Work to be completed: Scale the records below, from the line containing "Question. For every instance of the white" through the end of the records, both ends included. Rewrite each of those lines, keeping the requests as they are and multiplying every x and y point coordinate in the answers by 1.55, rounded to the nearest whole number with halves rounded up.

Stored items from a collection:
---------------

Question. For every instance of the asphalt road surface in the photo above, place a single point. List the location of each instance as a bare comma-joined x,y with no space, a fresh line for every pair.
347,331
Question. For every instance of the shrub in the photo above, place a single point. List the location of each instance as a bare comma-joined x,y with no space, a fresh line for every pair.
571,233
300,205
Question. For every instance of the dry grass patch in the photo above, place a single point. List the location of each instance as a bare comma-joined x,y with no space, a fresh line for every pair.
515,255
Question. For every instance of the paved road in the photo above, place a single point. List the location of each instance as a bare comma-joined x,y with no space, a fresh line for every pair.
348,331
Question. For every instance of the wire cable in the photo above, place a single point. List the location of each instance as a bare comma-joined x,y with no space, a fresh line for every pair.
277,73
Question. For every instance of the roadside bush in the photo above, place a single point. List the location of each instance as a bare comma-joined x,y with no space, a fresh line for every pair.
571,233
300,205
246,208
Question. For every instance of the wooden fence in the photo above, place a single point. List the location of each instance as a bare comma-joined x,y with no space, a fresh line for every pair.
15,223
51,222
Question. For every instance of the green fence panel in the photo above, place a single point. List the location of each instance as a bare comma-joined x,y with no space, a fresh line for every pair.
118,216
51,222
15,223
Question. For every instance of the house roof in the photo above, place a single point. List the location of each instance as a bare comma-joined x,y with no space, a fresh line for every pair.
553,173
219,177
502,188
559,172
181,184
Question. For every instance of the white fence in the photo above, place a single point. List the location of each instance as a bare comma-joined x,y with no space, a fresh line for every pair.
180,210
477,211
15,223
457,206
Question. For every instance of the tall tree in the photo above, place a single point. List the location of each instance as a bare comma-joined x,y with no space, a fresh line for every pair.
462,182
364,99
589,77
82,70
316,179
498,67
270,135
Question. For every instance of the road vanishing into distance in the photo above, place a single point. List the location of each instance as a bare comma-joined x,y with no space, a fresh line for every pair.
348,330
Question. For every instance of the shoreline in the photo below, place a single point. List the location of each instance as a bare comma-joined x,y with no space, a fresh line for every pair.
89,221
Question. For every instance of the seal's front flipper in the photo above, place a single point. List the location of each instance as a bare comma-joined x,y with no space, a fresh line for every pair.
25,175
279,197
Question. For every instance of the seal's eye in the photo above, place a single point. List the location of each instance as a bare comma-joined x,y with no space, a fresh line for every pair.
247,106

---------------

Solution:
Question. For every instance of the white fence in the photo above, place a single point. List the location of each instance as a bare comma-joined x,y with no space, a fresh line for every pair.
279,326
739,327
23,346
708,319
Question. For every instance of the tall tree in the photo above, place a single point. List the location of each instance as a bare comma-joined x,y with no space, a fresh line for every pair.
716,282
564,153
913,119
127,109
490,277
772,104
419,209
Question. For every instance of the road vanishing into distance in the photo above, place a single point. List the location of each instance as a bare comma-joined x,y with no space, a fresh line for every pair.
539,512
Question. For every instance of the shoreline in the photo below, place a single point. List the location of each instance as a bare comma-joined x,y with no space, a fresh line for every pair.
138,343
Question. For every instance of the seal's front flipper in the photo above, place a single point. List the location of each instance as a bare comma-joined x,y with no space, a fresh line for every pair.
39,271
432,305
Question. For every instance of the seal's eye in the photo above, place a single point. List the location of each instance as a bare comma-joined x,y with no space, a fresh line for every pair.
383,164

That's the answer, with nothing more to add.